Task set:
1. According to the Sparkify project description, what kind of data model was implemented?
2. Extend the Sparkify project description past its final sentence.

Source excerpt:
= = = = = = =

A startup called Sparkify wants to analyze the data they've been collecting on songs and user activity on their new music streaming app. The analytics team is particularly interested in understanding what songs users are listening to. Currently, they don't have an easy way to query their data, which resides in a directory of JSON logs on user activity on the app, as well as a directory with JSON metadata on the songs in their app.
They'd like a data engineer to create a Postgres database with tables designed to optimize queries on song play analysis, and bring you on the project. Your role is to create a database schema and ETL pipeline for this analysis. You'll be able to test your database and ETL pipeline by running queries given to you by the analytics team from Sparkify and compare your results with their expected results.
In this project, you'll apply what you've learned on data modeling with Postgres and build an ETL pipeline using Python. To complete the project, you will need to define fact and dimension tables for a star schema for a particular analytic focus, and write an ETL pipeline that transfers data from files in two local directories i nto these tables in Postgres using Python and SQL.
The data model I've implemented is a star model. It is the typical schema for a Data Warehouse. The tables are:
Table songplays
COLUMN | TYPE | CONSTRAINT |
---|---|---|
songplay_id | SERIAL | PRIMARY KEY |
start_time | bigint | NOT NULL |
user_id | int | NOT NULL |
level | varchar | |
song_id | varchar | |
artist_id | varchar | |
session_id | int | |
location | text | |
user_agent | text |
The songplay_id field is the primary key and it is an auto-incremental value.
The query to insert data on this table is:
INSERT INTO songplays (start_time, user_id, level,song_id, artist_id, session_id, location, user_agent) \ VALUES ( %s, %s, %s, %s, %s, %s, %s, %s)

= = = = = = =

Stored data:

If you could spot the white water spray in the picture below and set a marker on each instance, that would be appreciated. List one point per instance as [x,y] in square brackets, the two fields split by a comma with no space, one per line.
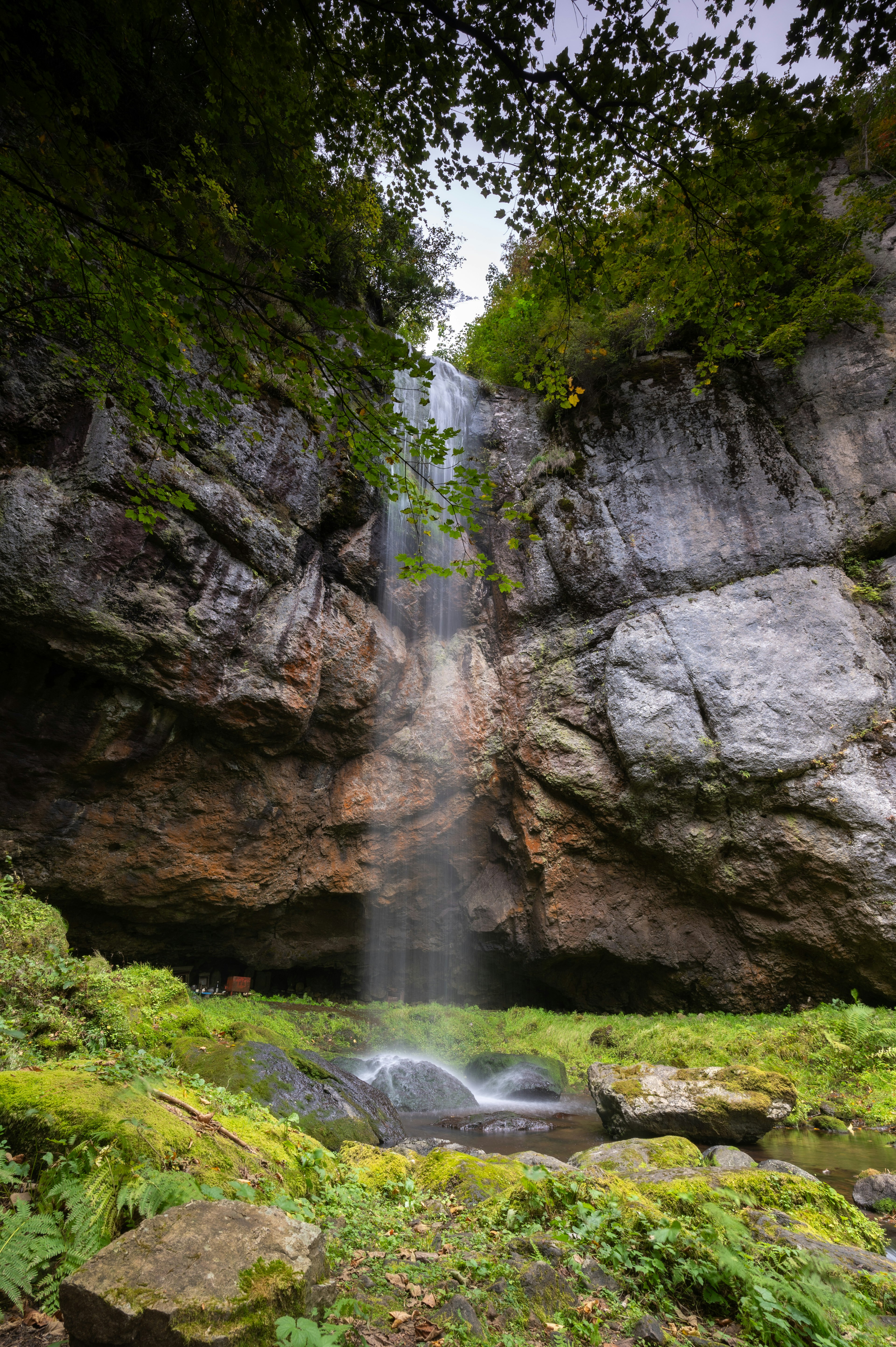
[414,934]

= = = = = = =

Expected answers:
1. A star model.

2.
I've create one table for each dimension of the Fact Table
Table users
COLUMN | TYPE | CONSTRAINT |
---|---|---|
user_id | int | PRIMARY KEY |
first_name | varchar | |
last_name | varchar | |
gender | varchar(1) | |
level | varchar |
The query to insert data on this table is:
INSERT INTO users (user_id, first_name, last_name, gender, level) VALUES (%s, %s, %s, %s, %s) ON CONFLICT (user_id) DO UPDATE SET first_name = EXCLUDED.first_name, last_name = EXCLUDED.last_name, gender = EXCLUDED.gender, level = EXCLUDED.level
An alternative is change the target of ON CONFLICT. I've supposed the info about users don't change. But it could be probably a better way DO UPDATE action in order to get the latest info about users with a reduction of performance for the UPDATE. DO NOTHING is faster.
Table songs
COLUMN | TYPE | CONSTRAINT |
---|---|---|
song_id | varchar | PRIMARY KEY |
title | text | |
artist_id | varchar | |
year | int | |
duration | numeric |
The query to insert data on this table is:
INSERT INTO songs (song_id, title, artist_id, year, duration) VALUES (%s, %s, %s, %s, %s) ON CONFLICT (song_id) DO UPDATE SET title = EXCLUDED.title, artist_id = EXCLUDED.artist_id, year = EXCLUDED.year, duration = EXCLUDED.duration
Table artists
COLUMN | TYPE | CONSTRAINT |
---|---|---|
artist_id | varchar | PRIMARY KEY |
name | varchar | |
location | text | |
latitude | decimal | |
longitude | decimal |
The query to insert data on this table is:
INSERT INTO artists (artist_id, name, location, latitude, longitude) VALUES (%s, %s, %s, %s, %s) ON CONFLICT (artist_id) DO UPDATE SET name = EXCLUDED.name, location = EXCLUDED.location, latitude = EXCLUDED.latitude, longitude = EXCLUDED.longitude
Table time
COLUMN | TYPE | CONSTRAINT |
---|---|---|
start_time | bigint | PRIMARY KEY |
hour | int | |
day | int | |
week | int | |
month | int | |
year | int | |
weekday | varchar |
The query to insert data on this table is:
INSERT INTO time (start_time, hour, day, week, month, year, weekday) VALUES (%s, %s, %s, %s, %s, %s, %s) ON CONFLICT (start_time) DO NOTHING
The ETL is in the file etl.py and is divided in the next sections:
- Connect to the database.
- Process song files.
- Insert song data into songs table.
- Insert artist data into artists table.
- Process log_files.
- Insert ts (unix timestamp) in time table.
- from the field ts we can extract year, day, hour, week, month and day of the week.
- Insert user info in users table.
- Insert songpplay records into songplays table. In this case we need an additional select to get the artist_id and the artist_id. This is very important for the star schema will successful. I've improved this query using an additional INDEX in song table for the artist_id field to make the JOIN with artists table.
- Insert ts (unix timestamp) in time table.
- Disconnect and finish.
This file contains all the queries to the database.
In this file are:
- All the CREATE sentences for all the tables.
- All the INSERT sentences for all the tables.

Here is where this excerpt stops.